- Problem: Excluding images, repeat the data exactly as given.

- Material supplied:
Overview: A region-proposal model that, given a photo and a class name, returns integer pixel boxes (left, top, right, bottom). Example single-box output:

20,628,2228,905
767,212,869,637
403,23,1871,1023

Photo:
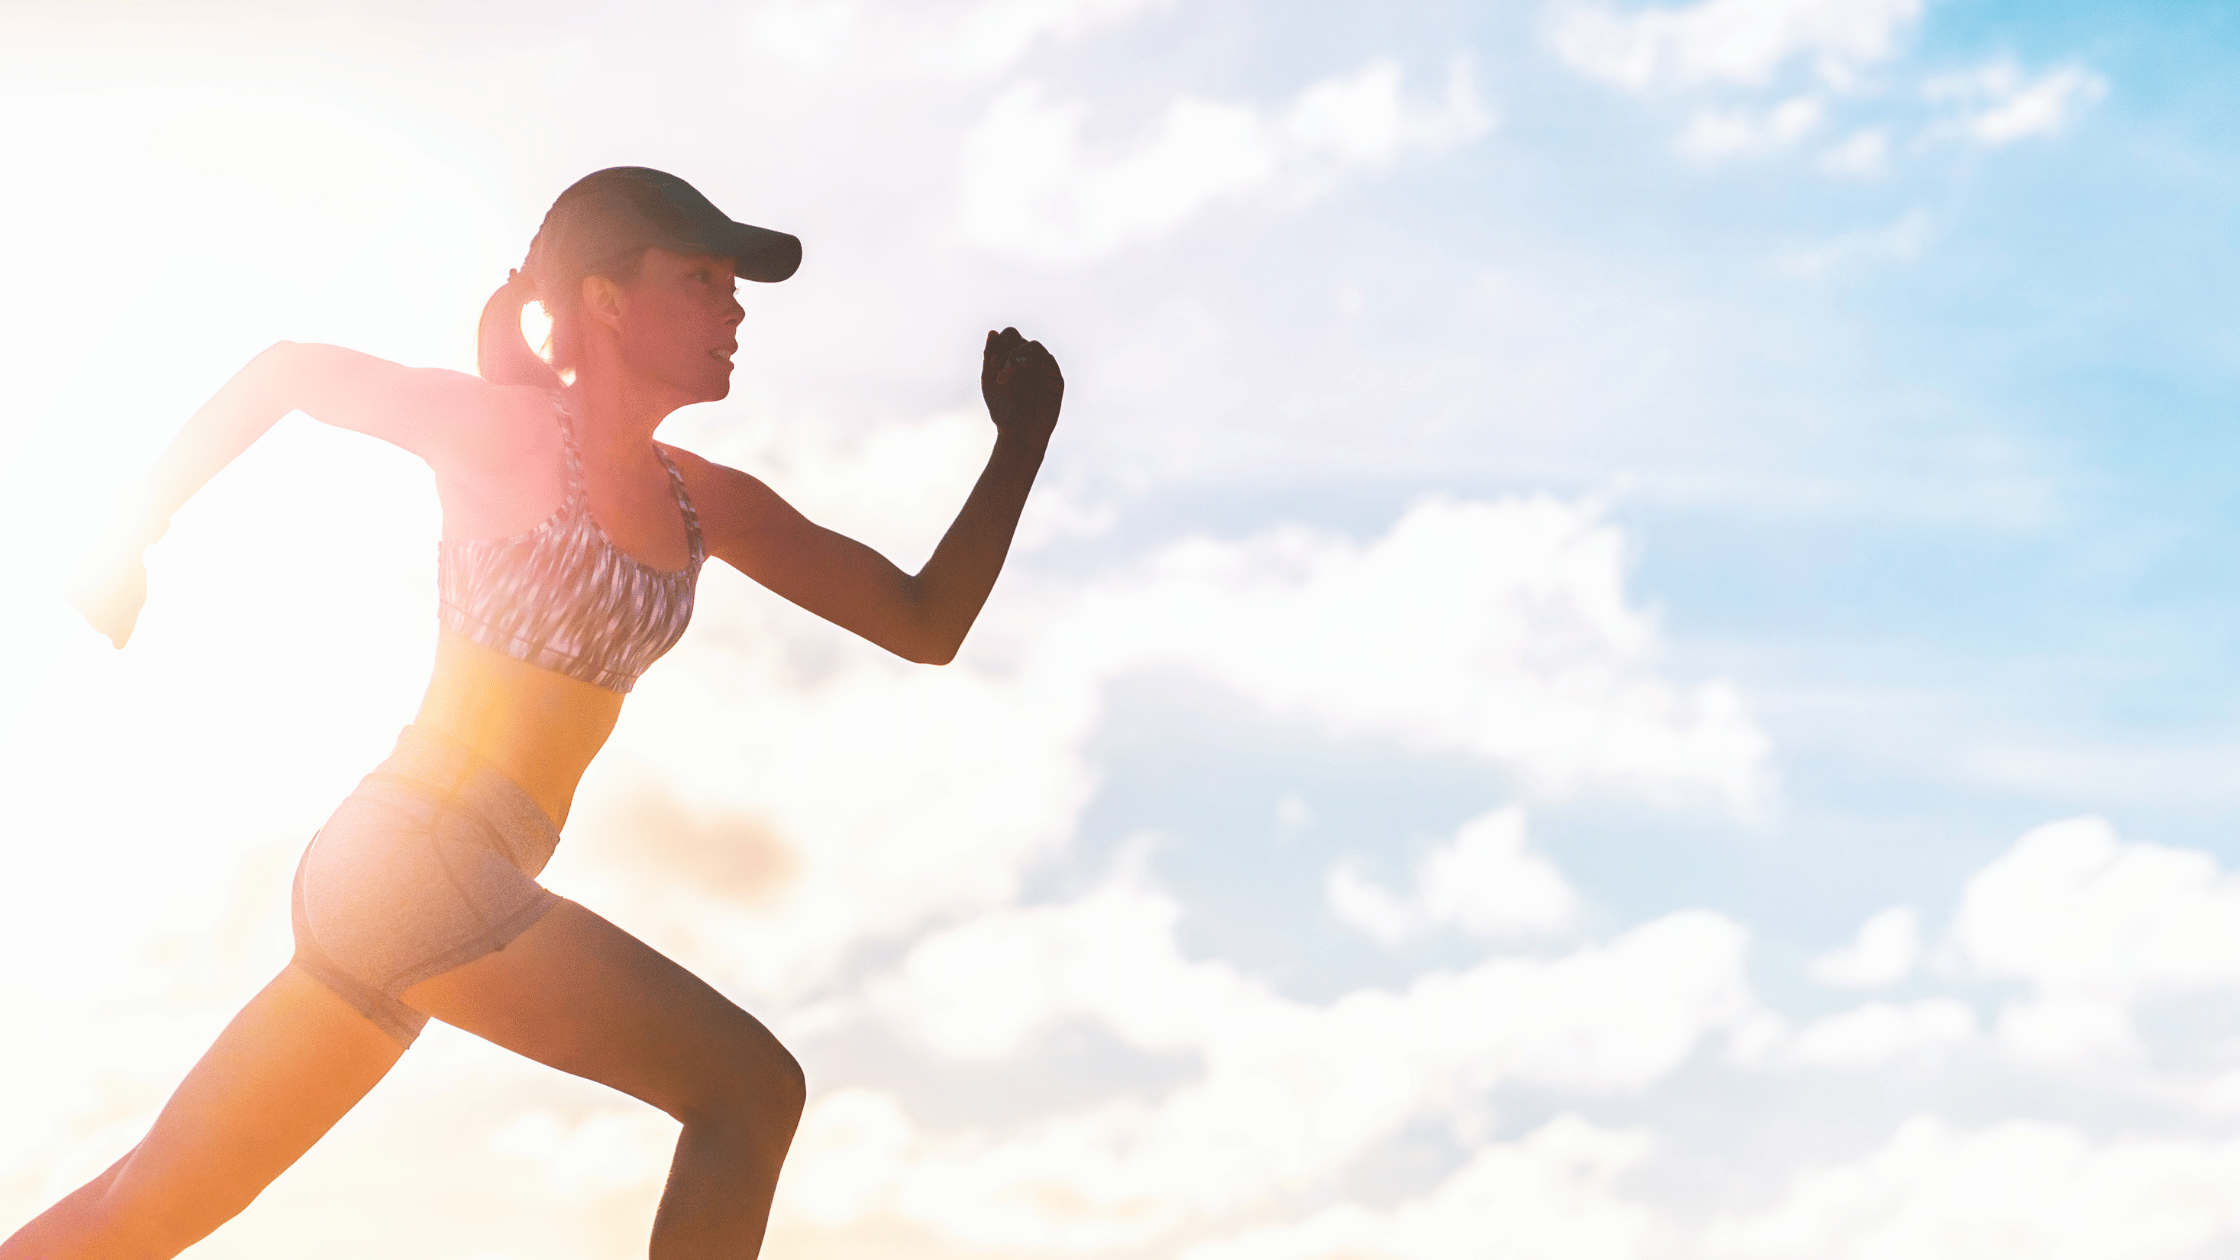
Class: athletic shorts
290,725,562,1047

- Result below:
Overview: A region-proposal model that, given a photo and a class name, returns integer pixel boxes (left, top, right, bottom). Example single-box output:

20,628,2228,905
767,212,869,637
403,23,1871,1023

Photo:
Class: athletic shorts
290,725,562,1047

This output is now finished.